**Data:**

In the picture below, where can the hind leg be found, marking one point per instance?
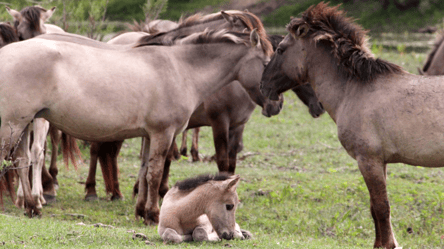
(195, 145)
(40, 130)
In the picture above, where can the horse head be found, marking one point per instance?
(29, 22)
(221, 210)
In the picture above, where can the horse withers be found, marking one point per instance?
(201, 209)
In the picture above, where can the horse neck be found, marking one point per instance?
(327, 80)
(199, 200)
(217, 65)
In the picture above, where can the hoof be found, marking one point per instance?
(199, 234)
(49, 199)
(91, 198)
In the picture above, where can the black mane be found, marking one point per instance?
(192, 183)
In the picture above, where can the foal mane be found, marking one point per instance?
(347, 39)
(8, 33)
(32, 15)
(438, 41)
(192, 183)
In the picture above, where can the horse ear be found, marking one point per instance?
(14, 13)
(302, 30)
(232, 184)
(46, 15)
(227, 16)
(254, 38)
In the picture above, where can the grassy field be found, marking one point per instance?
(299, 189)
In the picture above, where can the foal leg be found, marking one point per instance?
(220, 128)
(374, 172)
(90, 184)
(195, 145)
(183, 146)
(40, 131)
(235, 145)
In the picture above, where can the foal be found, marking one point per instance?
(201, 208)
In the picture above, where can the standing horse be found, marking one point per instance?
(30, 21)
(201, 209)
(384, 114)
(122, 94)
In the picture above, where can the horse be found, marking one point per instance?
(383, 113)
(201, 209)
(304, 92)
(30, 21)
(433, 64)
(126, 96)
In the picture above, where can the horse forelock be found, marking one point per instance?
(347, 39)
(32, 14)
(193, 183)
(438, 41)
(8, 33)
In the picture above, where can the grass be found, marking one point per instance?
(299, 189)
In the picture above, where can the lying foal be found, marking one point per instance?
(201, 208)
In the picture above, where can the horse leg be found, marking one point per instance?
(220, 128)
(56, 136)
(23, 156)
(195, 145)
(374, 173)
(235, 145)
(90, 184)
(116, 194)
(40, 131)
(160, 144)
(163, 189)
(183, 146)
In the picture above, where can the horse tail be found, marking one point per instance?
(69, 149)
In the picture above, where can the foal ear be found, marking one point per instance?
(254, 38)
(302, 30)
(47, 14)
(14, 13)
(232, 184)
(227, 16)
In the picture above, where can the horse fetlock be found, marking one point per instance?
(199, 234)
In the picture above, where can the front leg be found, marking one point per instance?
(374, 172)
(159, 147)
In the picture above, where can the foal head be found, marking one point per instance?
(219, 197)
(7, 34)
(29, 22)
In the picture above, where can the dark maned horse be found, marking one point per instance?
(435, 59)
(304, 92)
(383, 113)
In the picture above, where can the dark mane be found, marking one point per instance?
(192, 183)
(347, 40)
(438, 41)
(8, 33)
(32, 15)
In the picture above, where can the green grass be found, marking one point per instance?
(299, 189)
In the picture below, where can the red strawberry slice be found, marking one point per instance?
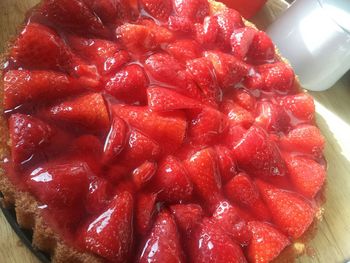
(272, 117)
(202, 72)
(159, 9)
(139, 148)
(106, 55)
(307, 175)
(110, 235)
(163, 99)
(207, 32)
(171, 181)
(39, 47)
(184, 49)
(194, 10)
(163, 67)
(116, 140)
(258, 155)
(267, 242)
(163, 243)
(110, 10)
(241, 190)
(143, 174)
(227, 165)
(98, 196)
(210, 243)
(241, 41)
(228, 69)
(60, 185)
(21, 86)
(28, 136)
(202, 169)
(304, 138)
(262, 49)
(74, 15)
(88, 111)
(129, 85)
(206, 126)
(145, 210)
(228, 218)
(301, 106)
(167, 128)
(292, 214)
(277, 76)
(187, 216)
(228, 20)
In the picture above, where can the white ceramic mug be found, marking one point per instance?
(314, 35)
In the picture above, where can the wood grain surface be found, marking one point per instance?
(332, 243)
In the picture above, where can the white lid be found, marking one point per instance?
(339, 10)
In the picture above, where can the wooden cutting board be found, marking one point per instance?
(332, 243)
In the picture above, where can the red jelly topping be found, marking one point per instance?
(160, 131)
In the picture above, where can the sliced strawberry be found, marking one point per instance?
(203, 74)
(163, 99)
(241, 41)
(139, 148)
(228, 69)
(110, 235)
(202, 169)
(227, 165)
(163, 243)
(207, 32)
(234, 134)
(98, 196)
(304, 138)
(241, 190)
(228, 20)
(74, 15)
(60, 185)
(129, 85)
(110, 10)
(206, 126)
(163, 67)
(159, 9)
(171, 181)
(166, 128)
(187, 216)
(228, 218)
(184, 49)
(28, 136)
(21, 86)
(39, 47)
(272, 117)
(194, 10)
(145, 211)
(143, 174)
(301, 106)
(267, 242)
(116, 140)
(88, 111)
(210, 243)
(292, 214)
(307, 175)
(262, 49)
(277, 76)
(258, 155)
(106, 55)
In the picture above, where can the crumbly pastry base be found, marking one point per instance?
(29, 215)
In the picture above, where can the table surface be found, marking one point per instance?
(332, 243)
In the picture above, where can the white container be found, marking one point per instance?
(314, 35)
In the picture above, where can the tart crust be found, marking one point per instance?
(28, 212)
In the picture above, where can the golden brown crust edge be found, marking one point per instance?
(29, 215)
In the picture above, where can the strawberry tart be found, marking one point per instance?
(156, 131)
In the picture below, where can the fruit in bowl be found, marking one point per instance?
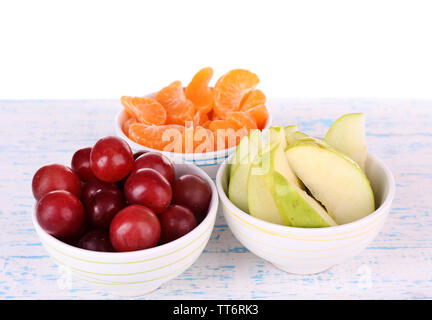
(300, 181)
(309, 203)
(92, 231)
(197, 118)
(110, 201)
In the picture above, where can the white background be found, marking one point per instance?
(105, 49)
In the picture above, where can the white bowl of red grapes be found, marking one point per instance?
(121, 221)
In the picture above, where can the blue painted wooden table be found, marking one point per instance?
(396, 265)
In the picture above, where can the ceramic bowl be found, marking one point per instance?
(309, 250)
(133, 273)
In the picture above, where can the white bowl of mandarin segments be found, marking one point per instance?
(134, 273)
(309, 250)
(208, 161)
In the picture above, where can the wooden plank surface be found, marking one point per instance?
(396, 265)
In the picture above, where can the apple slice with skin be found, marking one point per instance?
(261, 203)
(251, 142)
(296, 135)
(296, 207)
(335, 180)
(276, 135)
(250, 147)
(273, 198)
(347, 135)
(278, 142)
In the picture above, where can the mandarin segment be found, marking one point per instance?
(230, 90)
(158, 137)
(197, 118)
(242, 120)
(252, 99)
(127, 124)
(179, 108)
(200, 118)
(198, 90)
(203, 140)
(260, 114)
(148, 110)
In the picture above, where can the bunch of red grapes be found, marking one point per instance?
(114, 200)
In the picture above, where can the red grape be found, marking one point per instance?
(134, 228)
(139, 153)
(103, 206)
(158, 162)
(90, 188)
(55, 177)
(81, 164)
(96, 240)
(176, 221)
(60, 213)
(149, 188)
(111, 159)
(194, 193)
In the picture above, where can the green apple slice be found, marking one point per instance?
(261, 203)
(276, 136)
(292, 137)
(335, 180)
(248, 148)
(297, 208)
(347, 135)
(274, 198)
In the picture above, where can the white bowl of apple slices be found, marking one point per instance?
(302, 203)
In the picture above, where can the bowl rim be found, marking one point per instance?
(308, 231)
(197, 232)
(212, 155)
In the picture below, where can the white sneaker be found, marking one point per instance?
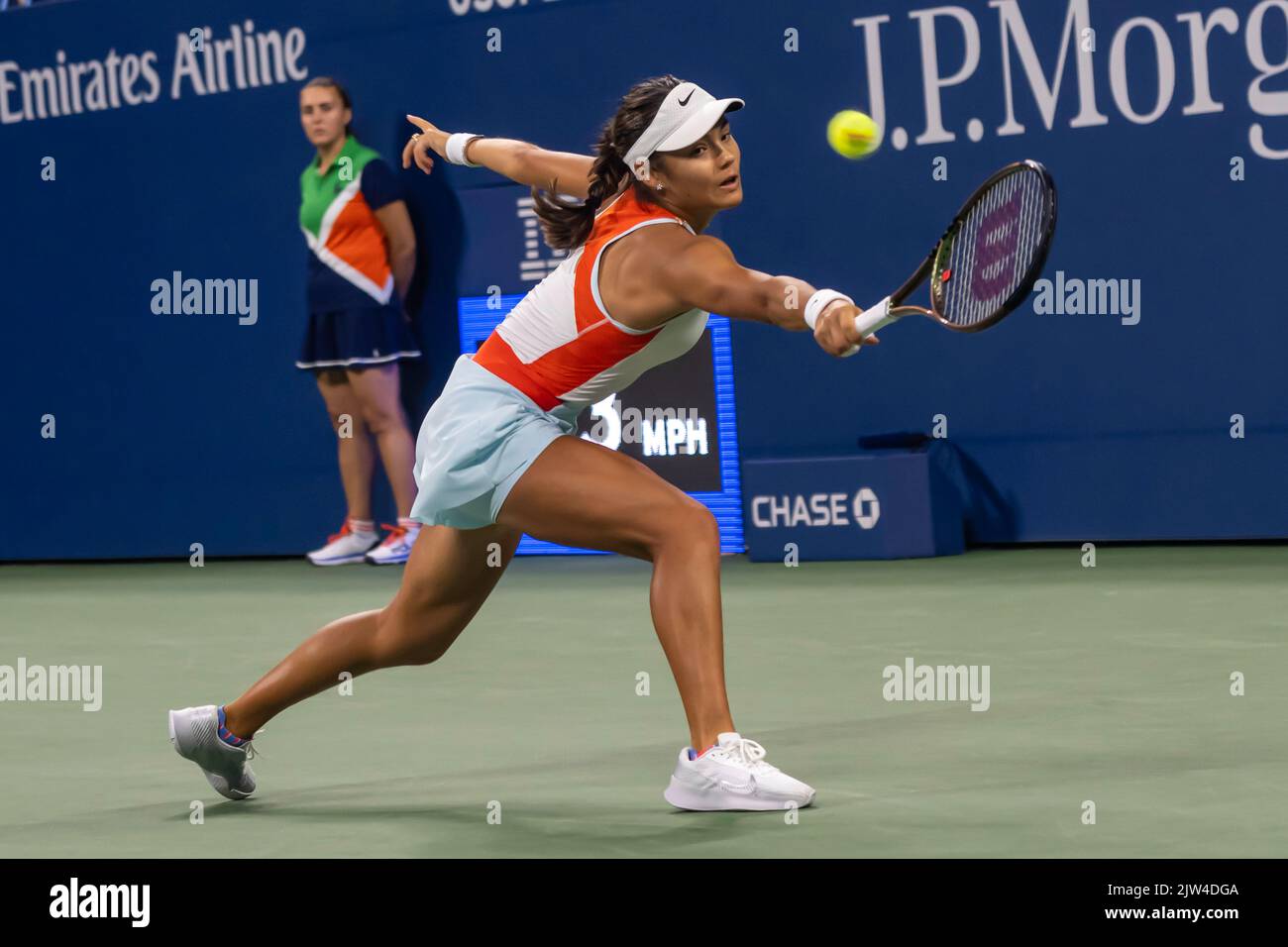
(194, 736)
(733, 775)
(397, 545)
(346, 547)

**Task prompt:**
Rewrite the rows from the line with "In the picture above, where can the red grape" through the end of the rows, changing "bowl rim" to "bowl edge" and leaving everything else as it is. Leave the pictures out of your answer.

**Response:**
In the picture above, where can the red grape be found, marking one point per instance?
(134, 228)
(139, 153)
(103, 206)
(158, 162)
(90, 188)
(55, 177)
(81, 164)
(96, 240)
(176, 221)
(60, 213)
(149, 188)
(111, 159)
(194, 193)
In the picture above, where can the green apple slice be found, marking one point per instance?
(261, 203)
(276, 136)
(292, 137)
(335, 180)
(248, 148)
(297, 208)
(347, 135)
(274, 198)
In the picture above, where can the white bowl of apple slices be found, marking one point per instance?
(302, 203)
In the picture above, where can the bowl edge be found, marking one point per instance?
(308, 231)
(197, 232)
(212, 155)
In the picture below, where can the white sneaker be found, marking one point per instance?
(194, 736)
(733, 775)
(397, 545)
(346, 547)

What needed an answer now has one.